Written tasks:
• 1. In the fishing house thread, switch "Savannah" to "Charleston" and write the passage out again. Begin at the words "## pottydoc (Jun" and stop after "will make it.".
• 2. List the username of every person who posted in the fishing house thread.

Supplied passage:

────────

# Perfect Fishin House



## swamp hunter (Jun 5, 2011)

Where would You put it in the States . Only the States. Yea, I,d like down South America too. Fishey Waters , Pretty Senoritas. Coconut Rum.... Drug Gangs . 
We,ve got a Heck of a Coastline. Thousands of Miles. Maybe a Million.
Where,s YOUR kind of Fishin . Cold Nothern Waters ?. Maybe Sitka Alaska ?. Maybe the Louisina Coastline ?.
 Me, I,m going for a 36 Cabo Openfish , And a Double Wide on Big Pine Key , Or Grassy / Duck Key .


----------



## teethdoc (Jun 6, 2011)

St. George Island, or Steinhatchee.


----------



## Nicodemus (Jun 6, 2011)

Spring Creek Florida, just below Tallahassee.


----------



## nkbigdog (Jun 6, 2011)

Banana Bay,32ft Contendor with 2-300 four Stroke Yamaha's and a Thick Wallet.


----------



## pottydoc (Jun 6, 2011)

Venice LA, with Key West a distant second. My wife would say Key West. For the boat, a 36 Yellowfin with trip Yammi 300's.


----------



## Bryannecker (Jun 6, 2011)

Demeries Creek, Georgia.  1 acre lot with a dock, fishing lodge/party house-Florida style, house with a wrap-around porch, detached two car garage, with guest apartment over it.  All built by me and my Dad as a summer home when I lived in Savannah, but now my primary residence.  Still have the home in Savannah.  Both paid for and have three boats, all paid for and one under construction as a carolina express 34, to be diesel powered inboard.  This is not a dream that I wish for someday.  I actually have it, but then again, I am old.  It takes a life time to accumulate those toys.  Keep at it and you will make it.

────────

Data segment:
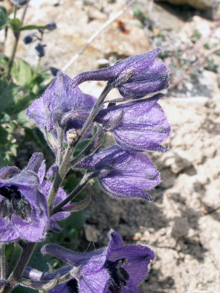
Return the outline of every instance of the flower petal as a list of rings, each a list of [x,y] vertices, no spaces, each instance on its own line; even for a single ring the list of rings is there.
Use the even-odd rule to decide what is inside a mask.
[[[163,94],[101,110],[95,119],[103,123],[117,117],[123,110],[119,125],[113,130],[115,139],[123,149],[130,151],[147,150],[165,152],[160,143],[171,134],[170,127],[164,113],[157,102]]]
[[[154,259],[153,251],[147,246],[129,245],[119,247],[113,252],[109,260],[115,261],[126,258],[127,263],[124,263],[123,268],[129,276],[128,287],[135,286],[144,278],[148,272],[148,266],[150,260]]]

────────

Answers:
• 1.
## pottydoc (Jun 6, 2011)

Venice LA, with Key West a distant second. My wife would say Key West. For the boat, a 36 Yellowfin with trip Yammi 300's.


----------



## Bryannecker (Jun 6, 2011)

Demeries Creek, Georgia.  1 acre lot with a dock, fishing lodge/party house-Florida style, house with a wrap-around porch, detached two car garage, with guest apartment over it.  All built by me and my Dad as a summer home when I lived in Charleston, but now my primary residence.  Still have the home in Charleston.  Both paid for and have three boats, all paid for and one under construction as a carolina express 34, to be diesel powered inboard.  This is not a dream that I wish for someday.  I actually have it, but then again, I am old.  It takes a life time to accumulate those toys.  Keep at it and you will make it.

• 2.
swamp hunter
teethdoc
Nicodemus
nkbigdog
pottydoc
Bryannecker